Extract ->
Begin

Example Scenario Labels
labels:
service: ssh
confidence: 3
spoofable: 0
classification:
- attack.T1110
label: "SSH Bruteforce"
behavior: "ssh:bruteforce"
remediation: true
Label Guidelines
- Confidence: Start with 3 (high confidence) and reduce if you're unsure
- Spoofable: Consider if the attack source can be easily faked (0 = cannot be spoofed, 3 = easily spoofed)
- Classification: Use MITRE ATT&CK techniques when applicable
- Behavior: Choose from the predefined taxonomy to ensure consistency
Preparing your contribution
Before asking for a review of your PR, please ensure you have the following:
Tests
Test creation is covered in parsers creation and scenarios creation. Ensure that each of your parser or scenario is properly tested:
- Parser tests: Include sample log files that cover various scenarios (success, failure, edge cases)
- Scenario tests: Test with different input data to ensure proper triggering and no false positives
- Integration tests: Verify that your components work well with existing parsers/scenarios
Documentation
Please provide a .md
file with the same name as each of your parser, scenario or collection. The markdown is rendered in the hub.
Documentation Requirements
- Clear description of what the component does
- Setup instructions and prerequisites
- Configuration examples
- Troubleshooting tips
- Links to relevant documentation
Collection Documentation
If you're creating a collection targeting a specific log file, be sure to provide an acquisition example:
filenames:
- /var/log/xxx/*.log
labels:
type: something
Code Quality
- Follow existing naming conventions
- Use consistent indentation and formatting
- Add comments for complex logic
- Ensure all required fields are properly filled
Opening your PR
Everything is all set, you can now open a PR that will be reviewed and merged!

End

Tasks for this exercise ->
(a) Reproduce the contribution guide between "remediation: true" and "failure, edge cases)", inclusive.
(b) Summarize the contribution guide in two sentences.

Lines of data
Begin

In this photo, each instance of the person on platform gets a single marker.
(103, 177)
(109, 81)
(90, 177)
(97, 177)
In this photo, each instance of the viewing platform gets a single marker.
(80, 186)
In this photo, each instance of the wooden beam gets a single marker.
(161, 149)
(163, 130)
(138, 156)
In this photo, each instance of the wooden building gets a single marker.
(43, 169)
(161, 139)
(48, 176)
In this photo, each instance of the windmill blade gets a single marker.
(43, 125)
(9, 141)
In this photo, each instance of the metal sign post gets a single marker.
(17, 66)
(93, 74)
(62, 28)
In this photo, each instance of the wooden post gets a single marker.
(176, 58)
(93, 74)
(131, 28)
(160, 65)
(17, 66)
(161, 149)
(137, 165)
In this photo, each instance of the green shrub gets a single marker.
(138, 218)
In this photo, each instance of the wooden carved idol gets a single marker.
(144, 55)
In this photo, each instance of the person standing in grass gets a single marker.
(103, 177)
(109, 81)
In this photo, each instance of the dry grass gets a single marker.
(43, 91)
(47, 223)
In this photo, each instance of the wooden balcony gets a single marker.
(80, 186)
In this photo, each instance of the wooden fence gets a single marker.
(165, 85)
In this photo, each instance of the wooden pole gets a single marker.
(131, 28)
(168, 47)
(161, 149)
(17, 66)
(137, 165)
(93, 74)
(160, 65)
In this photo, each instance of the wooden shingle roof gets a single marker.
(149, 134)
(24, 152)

End

Results for each task ->
(a)
remediation: true
Label Guidelines
- Confidence: Start with 3 (high confidence) and reduce if you're unsure
- Spoofable: Consider if the attack source can be easily faked (0 = cannot be spoofed, 3 = easily spoofed)
- Classification: Use MITRE ATT&CK techniques when applicable
- Behavior: Choose from the predefined taxonomy to ensure consistency
Preparing your contribution
Before asking for a review of your PR, please ensure you have the following:
Tests
Test creation is covered in parsers creation and scenarios creation. Ensure that each of your parser or scenario is properly tested:
- Parser tests: Include sample log files that cover various scenarios (success, failure, edge cases)

(b) The contribution guide shows example scenario labels and gives guidelines for them: start confidence at 3 and lower it if unsure, rate how easily the attack source can be spoofed, use MITRE ATT&CK techniques for classification when applicable, and choose the behavior from the predefined taxonomy. Before asking for a review of a PR, contributors should test each parser or scenario, provide a .md file named after each parser, scenario or collection, give an acquisition example for any collection targeting a specific log file, and follow code quality practices such as existing naming conventions.